======== Provided data ========

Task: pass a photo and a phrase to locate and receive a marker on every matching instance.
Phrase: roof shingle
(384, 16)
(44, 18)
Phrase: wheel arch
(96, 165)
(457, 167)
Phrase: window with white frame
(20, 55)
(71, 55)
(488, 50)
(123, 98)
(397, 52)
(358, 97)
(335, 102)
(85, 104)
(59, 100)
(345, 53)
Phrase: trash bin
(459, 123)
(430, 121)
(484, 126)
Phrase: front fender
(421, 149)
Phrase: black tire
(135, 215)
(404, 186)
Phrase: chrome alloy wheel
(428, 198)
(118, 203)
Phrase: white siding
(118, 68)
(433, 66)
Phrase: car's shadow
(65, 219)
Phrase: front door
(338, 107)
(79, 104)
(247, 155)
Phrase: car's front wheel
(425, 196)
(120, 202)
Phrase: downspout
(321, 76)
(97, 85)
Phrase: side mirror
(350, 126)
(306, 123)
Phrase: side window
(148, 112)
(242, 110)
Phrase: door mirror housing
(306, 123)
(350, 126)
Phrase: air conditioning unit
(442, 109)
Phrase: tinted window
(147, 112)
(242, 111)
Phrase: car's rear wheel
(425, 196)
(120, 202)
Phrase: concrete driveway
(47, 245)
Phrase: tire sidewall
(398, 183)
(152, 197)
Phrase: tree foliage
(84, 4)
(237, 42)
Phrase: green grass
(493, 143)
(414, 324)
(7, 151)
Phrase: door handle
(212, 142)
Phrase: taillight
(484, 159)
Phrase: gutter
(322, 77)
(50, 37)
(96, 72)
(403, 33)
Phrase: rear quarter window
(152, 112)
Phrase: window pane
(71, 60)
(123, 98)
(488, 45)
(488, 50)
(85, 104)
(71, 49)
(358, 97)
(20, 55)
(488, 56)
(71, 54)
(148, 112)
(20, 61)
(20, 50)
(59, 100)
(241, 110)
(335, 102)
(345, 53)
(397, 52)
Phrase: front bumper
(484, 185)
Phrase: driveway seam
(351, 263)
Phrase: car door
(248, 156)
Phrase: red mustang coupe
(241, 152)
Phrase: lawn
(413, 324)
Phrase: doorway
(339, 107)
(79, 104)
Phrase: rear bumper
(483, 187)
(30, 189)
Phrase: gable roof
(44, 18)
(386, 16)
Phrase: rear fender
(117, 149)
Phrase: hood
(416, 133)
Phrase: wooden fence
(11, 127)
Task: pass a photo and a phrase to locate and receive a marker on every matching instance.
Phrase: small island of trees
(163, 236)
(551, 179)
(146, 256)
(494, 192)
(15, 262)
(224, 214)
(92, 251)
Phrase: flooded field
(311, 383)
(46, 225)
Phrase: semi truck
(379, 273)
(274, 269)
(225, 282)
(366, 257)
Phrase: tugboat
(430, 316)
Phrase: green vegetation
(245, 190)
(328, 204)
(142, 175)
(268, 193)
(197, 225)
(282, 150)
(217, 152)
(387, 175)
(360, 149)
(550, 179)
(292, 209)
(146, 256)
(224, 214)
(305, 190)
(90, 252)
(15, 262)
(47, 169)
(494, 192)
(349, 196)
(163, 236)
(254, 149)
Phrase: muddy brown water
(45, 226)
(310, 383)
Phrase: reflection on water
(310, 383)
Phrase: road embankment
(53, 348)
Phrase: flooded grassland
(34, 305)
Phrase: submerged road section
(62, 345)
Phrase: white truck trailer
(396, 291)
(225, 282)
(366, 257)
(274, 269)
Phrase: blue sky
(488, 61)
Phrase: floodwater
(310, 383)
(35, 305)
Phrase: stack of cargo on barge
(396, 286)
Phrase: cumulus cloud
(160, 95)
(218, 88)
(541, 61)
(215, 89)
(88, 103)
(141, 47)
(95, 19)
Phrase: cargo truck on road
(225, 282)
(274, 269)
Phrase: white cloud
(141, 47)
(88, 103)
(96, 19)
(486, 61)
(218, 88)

========

Task | Give back the material above exactly as it was given.

Answer to the exercise |
Task: pass a photo and a phrase to locate and receive a marker on every matching instance.
Phrase: roof shingle
(384, 16)
(44, 18)
Phrase: wheel arch
(96, 165)
(457, 167)
Phrase: window with white frame
(20, 55)
(71, 55)
(488, 50)
(123, 98)
(397, 52)
(358, 97)
(335, 102)
(85, 104)
(59, 100)
(345, 53)
Phrase: trash bin
(459, 123)
(430, 121)
(484, 126)
Phrase: front fender
(421, 149)
Phrase: black tire
(135, 215)
(404, 186)
Phrase: chrome alloy wheel
(428, 198)
(118, 203)
Phrase: white siding
(118, 68)
(433, 66)
Phrase: car's shadow
(65, 219)
Phrase: front door
(338, 107)
(79, 104)
(247, 155)
Phrase: car's front wheel
(425, 196)
(120, 202)
Phrase: downspout
(321, 76)
(97, 85)
Phrase: side mirror
(350, 126)
(306, 123)
Phrase: side window
(148, 112)
(242, 110)
Phrase: door mirror housing
(306, 123)
(350, 126)
Phrase: air conditioning unit
(442, 109)
Phrase: tinted window
(147, 112)
(242, 111)
Phrase: car's rear wheel
(425, 196)
(120, 202)
Phrase: concrete driveway
(47, 245)
Phrase: tire sidewall
(398, 183)
(152, 197)
Phrase: tree foliage
(84, 4)
(237, 42)
Phrase: green grass
(493, 143)
(414, 324)
(7, 151)
Phrase: door handle
(212, 142)
Phrase: taillight
(484, 159)
Phrase: gutter
(322, 77)
(50, 37)
(96, 72)
(403, 33)
Phrase: rear quarter window
(152, 112)
Phrase: window pane
(71, 60)
(123, 98)
(488, 45)
(488, 50)
(85, 104)
(71, 49)
(358, 97)
(20, 55)
(488, 56)
(71, 54)
(148, 112)
(20, 61)
(20, 50)
(59, 100)
(241, 110)
(335, 102)
(345, 53)
(397, 52)
Phrase: front bumper
(484, 185)
Phrase: driveway seam
(351, 263)
Phrase: car door
(248, 156)
Phrase: red mustang coupe
(241, 152)
Phrase: lawn
(413, 324)
Phrase: doorway
(339, 107)
(79, 104)
Phrase: rear bumper
(483, 187)
(30, 189)
Phrase: gable roof
(44, 18)
(386, 16)
Phrase: rear fender
(117, 149)
Phrase: hood
(416, 133)
Phrase: wooden fence
(11, 127)
Task: pass a photo and a phrase to locate and receive a marker on every matching instance.
Phrase: small island of trees
(163, 236)
(551, 179)
(146, 256)
(494, 192)
(15, 262)
(224, 214)
(92, 251)
Phrase: flooded field
(311, 383)
(46, 225)
Phrase: semi truck
(379, 273)
(274, 269)
(225, 282)
(366, 257)
Phrase: tugboat
(430, 316)
Phrase: green vegetation
(245, 190)
(328, 204)
(142, 175)
(268, 193)
(197, 225)
(282, 150)
(217, 152)
(387, 175)
(360, 149)
(550, 179)
(292, 209)
(146, 256)
(224, 214)
(305, 190)
(90, 252)
(15, 262)
(47, 169)
(494, 192)
(349, 196)
(163, 236)
(254, 149)
Phrase: muddy brown water
(45, 226)
(310, 383)
Phrase: reflection on water
(310, 383)
Phrase: road embankment
(53, 348)
Phrase: flooded grassland
(34, 305)
Phrase: submerged road section
(62, 345)
Phrase: white truck trailer
(396, 291)
(225, 282)
(366, 257)
(274, 269)
Phrase: blue sky
(488, 61)
Phrase: floodwater
(310, 383)
(35, 305)
Phrase: stack of cargo on barge
(396, 286)
Phrase: cumulus cloud
(160, 95)
(218, 88)
(541, 61)
(215, 89)
(88, 103)
(141, 47)
(95, 19)
Phrase: cargo truck on road
(225, 282)
(274, 269)
Phrase: white cloud
(141, 47)
(88, 103)
(96, 19)
(486, 61)
(218, 88)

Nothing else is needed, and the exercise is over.